━━━━━ Material provided ━━━━━

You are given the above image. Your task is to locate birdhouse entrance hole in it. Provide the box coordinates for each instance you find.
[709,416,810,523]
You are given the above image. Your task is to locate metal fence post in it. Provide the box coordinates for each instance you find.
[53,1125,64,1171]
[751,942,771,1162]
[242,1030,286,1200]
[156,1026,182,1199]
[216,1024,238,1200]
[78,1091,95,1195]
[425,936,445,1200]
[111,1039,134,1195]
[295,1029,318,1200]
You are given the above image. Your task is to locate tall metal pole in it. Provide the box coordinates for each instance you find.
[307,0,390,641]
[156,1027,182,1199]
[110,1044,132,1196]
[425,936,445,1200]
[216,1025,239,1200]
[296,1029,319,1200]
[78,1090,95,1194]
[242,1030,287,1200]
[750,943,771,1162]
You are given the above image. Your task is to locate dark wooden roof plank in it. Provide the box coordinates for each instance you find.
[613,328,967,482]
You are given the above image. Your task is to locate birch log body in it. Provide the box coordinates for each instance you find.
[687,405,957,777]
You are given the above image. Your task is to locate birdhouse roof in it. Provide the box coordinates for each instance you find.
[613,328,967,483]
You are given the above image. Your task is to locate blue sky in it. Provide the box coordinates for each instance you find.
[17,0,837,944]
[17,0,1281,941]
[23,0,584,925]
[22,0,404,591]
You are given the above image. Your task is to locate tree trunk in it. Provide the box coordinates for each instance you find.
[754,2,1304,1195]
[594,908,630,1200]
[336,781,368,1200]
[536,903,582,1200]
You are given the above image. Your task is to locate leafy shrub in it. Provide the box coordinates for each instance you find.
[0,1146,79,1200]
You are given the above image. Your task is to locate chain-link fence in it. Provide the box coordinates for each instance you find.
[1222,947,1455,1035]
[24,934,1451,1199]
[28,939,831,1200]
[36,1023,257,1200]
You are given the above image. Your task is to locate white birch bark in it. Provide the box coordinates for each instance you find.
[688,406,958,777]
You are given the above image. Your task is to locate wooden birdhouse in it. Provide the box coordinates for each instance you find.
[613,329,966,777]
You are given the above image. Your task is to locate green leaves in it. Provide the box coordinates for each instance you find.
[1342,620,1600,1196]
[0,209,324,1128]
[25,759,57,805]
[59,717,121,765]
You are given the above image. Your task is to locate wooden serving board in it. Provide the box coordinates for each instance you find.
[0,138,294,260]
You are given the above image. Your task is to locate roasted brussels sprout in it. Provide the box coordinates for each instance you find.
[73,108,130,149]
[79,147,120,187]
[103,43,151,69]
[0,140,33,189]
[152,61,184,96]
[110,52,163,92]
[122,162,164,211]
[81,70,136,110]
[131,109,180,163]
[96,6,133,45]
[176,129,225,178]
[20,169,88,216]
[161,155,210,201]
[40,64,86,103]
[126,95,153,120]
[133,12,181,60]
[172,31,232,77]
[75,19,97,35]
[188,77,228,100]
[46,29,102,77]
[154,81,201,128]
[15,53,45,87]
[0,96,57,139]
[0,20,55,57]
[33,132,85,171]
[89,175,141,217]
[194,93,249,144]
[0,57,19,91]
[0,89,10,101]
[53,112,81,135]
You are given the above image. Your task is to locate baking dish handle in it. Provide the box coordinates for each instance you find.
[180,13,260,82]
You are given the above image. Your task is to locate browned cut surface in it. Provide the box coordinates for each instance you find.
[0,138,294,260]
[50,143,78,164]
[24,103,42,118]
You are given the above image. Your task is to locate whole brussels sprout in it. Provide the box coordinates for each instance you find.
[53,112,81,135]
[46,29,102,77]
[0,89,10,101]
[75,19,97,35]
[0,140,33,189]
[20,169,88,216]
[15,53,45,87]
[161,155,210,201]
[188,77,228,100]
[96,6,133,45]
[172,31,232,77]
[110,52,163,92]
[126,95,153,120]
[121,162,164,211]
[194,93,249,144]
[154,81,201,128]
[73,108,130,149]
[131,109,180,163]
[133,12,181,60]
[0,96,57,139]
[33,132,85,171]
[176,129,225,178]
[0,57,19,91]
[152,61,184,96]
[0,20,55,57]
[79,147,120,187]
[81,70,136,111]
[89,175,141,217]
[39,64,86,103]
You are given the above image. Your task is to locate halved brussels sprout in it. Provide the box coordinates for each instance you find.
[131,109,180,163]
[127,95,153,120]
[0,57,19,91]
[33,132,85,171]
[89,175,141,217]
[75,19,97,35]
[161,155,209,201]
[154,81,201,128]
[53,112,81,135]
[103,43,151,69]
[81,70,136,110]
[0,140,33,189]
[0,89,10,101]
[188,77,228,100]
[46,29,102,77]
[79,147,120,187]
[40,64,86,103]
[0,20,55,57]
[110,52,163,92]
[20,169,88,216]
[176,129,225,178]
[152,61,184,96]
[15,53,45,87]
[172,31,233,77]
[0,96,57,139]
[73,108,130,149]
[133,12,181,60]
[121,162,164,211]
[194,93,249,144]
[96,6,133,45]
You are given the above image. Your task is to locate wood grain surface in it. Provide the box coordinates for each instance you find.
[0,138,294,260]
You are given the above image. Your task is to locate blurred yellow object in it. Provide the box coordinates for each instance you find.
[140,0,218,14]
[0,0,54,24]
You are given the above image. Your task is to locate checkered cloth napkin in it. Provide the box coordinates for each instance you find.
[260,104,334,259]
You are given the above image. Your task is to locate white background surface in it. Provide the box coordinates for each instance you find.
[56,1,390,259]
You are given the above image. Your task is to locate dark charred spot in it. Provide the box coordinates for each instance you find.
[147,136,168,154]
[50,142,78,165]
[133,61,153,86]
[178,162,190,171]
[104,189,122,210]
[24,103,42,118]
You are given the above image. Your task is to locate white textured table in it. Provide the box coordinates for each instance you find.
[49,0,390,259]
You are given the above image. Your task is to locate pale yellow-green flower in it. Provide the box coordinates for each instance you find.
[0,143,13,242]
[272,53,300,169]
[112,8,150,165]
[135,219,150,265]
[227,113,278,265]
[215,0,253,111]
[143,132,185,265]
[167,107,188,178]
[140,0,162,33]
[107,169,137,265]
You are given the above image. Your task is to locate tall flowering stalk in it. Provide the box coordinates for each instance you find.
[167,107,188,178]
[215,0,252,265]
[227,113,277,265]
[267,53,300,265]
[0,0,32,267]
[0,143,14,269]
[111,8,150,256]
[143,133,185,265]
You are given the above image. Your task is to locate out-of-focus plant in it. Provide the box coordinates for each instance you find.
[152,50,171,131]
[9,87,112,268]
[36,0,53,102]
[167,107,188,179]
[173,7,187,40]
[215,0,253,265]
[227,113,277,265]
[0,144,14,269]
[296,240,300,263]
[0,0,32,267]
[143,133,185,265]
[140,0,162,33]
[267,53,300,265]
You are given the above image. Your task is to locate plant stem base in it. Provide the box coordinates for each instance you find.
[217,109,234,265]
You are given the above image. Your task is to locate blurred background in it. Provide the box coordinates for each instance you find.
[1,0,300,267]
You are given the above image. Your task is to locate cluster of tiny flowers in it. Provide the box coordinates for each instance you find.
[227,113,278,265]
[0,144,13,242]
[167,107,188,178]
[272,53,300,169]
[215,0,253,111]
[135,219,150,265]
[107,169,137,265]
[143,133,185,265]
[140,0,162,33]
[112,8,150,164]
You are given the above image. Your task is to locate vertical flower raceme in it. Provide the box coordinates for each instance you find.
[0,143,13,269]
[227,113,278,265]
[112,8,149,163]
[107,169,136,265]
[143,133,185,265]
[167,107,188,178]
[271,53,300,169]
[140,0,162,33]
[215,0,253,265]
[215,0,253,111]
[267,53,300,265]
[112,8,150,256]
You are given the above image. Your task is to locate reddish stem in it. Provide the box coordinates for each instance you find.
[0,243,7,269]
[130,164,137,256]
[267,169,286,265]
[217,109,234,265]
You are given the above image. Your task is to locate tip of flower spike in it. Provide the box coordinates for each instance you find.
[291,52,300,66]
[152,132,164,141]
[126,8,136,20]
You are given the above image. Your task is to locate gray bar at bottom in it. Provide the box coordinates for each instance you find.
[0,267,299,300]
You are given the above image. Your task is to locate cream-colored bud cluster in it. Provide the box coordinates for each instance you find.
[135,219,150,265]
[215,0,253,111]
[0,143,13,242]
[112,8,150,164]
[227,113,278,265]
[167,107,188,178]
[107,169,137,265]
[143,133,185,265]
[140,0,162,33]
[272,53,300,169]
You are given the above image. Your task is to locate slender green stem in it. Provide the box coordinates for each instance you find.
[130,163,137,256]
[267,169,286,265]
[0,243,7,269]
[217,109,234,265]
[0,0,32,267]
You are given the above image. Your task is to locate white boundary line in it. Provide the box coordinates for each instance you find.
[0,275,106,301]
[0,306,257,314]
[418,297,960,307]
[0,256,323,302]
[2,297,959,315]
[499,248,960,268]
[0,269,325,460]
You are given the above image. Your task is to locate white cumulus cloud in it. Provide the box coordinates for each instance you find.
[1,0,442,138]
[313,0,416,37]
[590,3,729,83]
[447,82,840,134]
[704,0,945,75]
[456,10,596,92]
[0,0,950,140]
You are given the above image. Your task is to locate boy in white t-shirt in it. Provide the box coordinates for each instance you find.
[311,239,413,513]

━━━━━

*Work required:*
Write out again, exactly as they appear above, the lines from the one containing "to locate boy" to the final line, and only those.

*Written response:*
You are given the above image. Your task is to locate boy in white t-shirt in it. Provide the box coordinates for each instance you find.
[311,239,413,513]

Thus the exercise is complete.